EXERCISE:
Extend the passage on workplace communication skills, picking up after its final sentence.

DOCUMENT SEGMENT:
--- Start ---

Effective communication skills are a work in progress for all of us. Skills are behavioural. There is always an opportunity to develop and improve our skills to interact with others. Evaluating your skills can be the basis of this. Be yourself and notice the strengths you already have. This can help build your confidence to interact with others and will also help others build trust with you which can then create a platform to further develop any areas you might want to expand on. It’s also helpful to note the cultural influences in communication. Cultures affect communication through our frames of reference. We are all multicultural, so simple stereotypes are not helpful. Being open and friendly doesn’t mean you have to befriend everyone in the Team. Though it is true that many people find their key social network through their place of employment, it is not an expectation and cannot be forced. You have the right to choose who you want to include in your personal social network and this will rely on you getting to know the people first, respecting your own and other’s boundaries and then communicating clear expectations around your professional and personal relationships. With all your team members however, showing a friendly, interested and professional approach is more likely to gain the same in return.

--- End ---

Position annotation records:

--- Start ---

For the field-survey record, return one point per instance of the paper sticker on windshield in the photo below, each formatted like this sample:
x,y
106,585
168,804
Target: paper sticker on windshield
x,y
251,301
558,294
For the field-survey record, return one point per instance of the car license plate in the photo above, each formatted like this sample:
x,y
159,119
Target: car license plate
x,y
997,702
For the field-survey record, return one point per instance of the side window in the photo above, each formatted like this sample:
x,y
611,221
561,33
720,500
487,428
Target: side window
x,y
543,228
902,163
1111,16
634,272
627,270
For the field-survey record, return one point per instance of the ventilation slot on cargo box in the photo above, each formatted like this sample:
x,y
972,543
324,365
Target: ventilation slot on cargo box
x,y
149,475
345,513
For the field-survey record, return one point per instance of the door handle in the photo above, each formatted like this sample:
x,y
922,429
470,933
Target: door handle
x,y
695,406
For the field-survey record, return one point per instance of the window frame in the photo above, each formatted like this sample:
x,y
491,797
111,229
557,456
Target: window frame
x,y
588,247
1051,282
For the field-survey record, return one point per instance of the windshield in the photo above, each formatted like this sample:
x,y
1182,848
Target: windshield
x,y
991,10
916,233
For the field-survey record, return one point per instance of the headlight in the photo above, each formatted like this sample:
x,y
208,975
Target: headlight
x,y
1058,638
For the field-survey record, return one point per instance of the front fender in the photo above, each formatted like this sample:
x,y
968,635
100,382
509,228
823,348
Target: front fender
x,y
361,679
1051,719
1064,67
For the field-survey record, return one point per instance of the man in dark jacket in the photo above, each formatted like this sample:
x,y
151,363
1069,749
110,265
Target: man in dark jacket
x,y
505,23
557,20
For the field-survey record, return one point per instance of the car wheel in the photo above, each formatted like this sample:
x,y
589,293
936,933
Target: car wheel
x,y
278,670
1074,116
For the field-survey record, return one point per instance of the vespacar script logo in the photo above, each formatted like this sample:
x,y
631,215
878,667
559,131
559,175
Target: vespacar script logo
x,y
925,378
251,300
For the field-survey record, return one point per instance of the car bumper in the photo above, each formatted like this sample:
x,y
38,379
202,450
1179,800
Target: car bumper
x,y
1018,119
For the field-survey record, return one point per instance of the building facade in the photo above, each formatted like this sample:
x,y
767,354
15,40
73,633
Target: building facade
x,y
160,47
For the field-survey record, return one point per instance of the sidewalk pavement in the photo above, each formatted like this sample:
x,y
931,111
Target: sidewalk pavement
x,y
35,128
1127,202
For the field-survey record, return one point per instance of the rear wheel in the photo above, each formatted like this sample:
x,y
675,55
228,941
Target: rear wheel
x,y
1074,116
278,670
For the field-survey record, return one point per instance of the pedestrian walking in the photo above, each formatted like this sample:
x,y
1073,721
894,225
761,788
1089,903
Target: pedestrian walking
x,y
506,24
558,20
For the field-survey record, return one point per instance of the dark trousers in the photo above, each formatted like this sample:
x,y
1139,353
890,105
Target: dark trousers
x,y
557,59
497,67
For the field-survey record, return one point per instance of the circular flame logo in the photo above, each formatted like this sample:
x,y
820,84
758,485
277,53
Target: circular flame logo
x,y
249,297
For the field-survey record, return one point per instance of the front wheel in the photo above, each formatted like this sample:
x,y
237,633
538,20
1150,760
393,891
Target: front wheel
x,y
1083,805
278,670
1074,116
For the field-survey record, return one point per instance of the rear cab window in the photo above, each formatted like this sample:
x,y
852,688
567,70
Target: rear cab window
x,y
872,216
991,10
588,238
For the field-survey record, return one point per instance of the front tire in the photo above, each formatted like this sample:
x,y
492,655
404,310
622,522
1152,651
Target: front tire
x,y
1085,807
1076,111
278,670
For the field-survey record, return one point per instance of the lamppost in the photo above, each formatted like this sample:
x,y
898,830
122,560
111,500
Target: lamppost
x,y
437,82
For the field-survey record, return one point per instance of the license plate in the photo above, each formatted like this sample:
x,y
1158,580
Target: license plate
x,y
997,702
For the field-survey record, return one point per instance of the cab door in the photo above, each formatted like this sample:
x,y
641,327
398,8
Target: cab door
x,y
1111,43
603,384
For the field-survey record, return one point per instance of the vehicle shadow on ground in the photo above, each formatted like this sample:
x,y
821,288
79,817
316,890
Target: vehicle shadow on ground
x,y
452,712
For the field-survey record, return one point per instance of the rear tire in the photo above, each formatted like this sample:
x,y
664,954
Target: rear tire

--- End ---

TASK OUTPUT:
Having the opportunity to use and develop your interpersonal skills and establish relationships will be fundamental. Remember building positive relationships in the workplace does take time. The day to day expectations and duties of your role might make it difficult to find time to interact with and get to know your other team members. Scheduling time to develop relationships, may make this easier. If this isn’t possible immediately, you could ask for help from those you have already been introduced to such as your manager. Find out how people best like to be communicated with e.g. drop by the office, send an email, instant-message, call, etc. and check in with your colleagues frequently. Consider opportunities such as breaks or the beginning or end of your working day to catch up with people. Additionally, social or team events can be great for building workplace relationships.

It might be helpful to set yourself some goals focused on relationships and network building. For example; knowing the structure and identifying key people you would like to meet or need to meet; getting to know at least two people in your team a day; identifying a mentor and arranging a meeting.

Introducing yourself to others might feel daunting at first but can be made easier by preparing for this so you’re more likely to feel excited about meeting your team. Practising alone or with a friend or family member could contribute to your confidence when meeting people in your team.

Don’t be afraid to tell people how you feel. Connection is not just about meeting new people; it can also be about sharing how you feel with friends and family. If new experiences are not easy to work out, then find someone to talk to who you know will listen, support and help you.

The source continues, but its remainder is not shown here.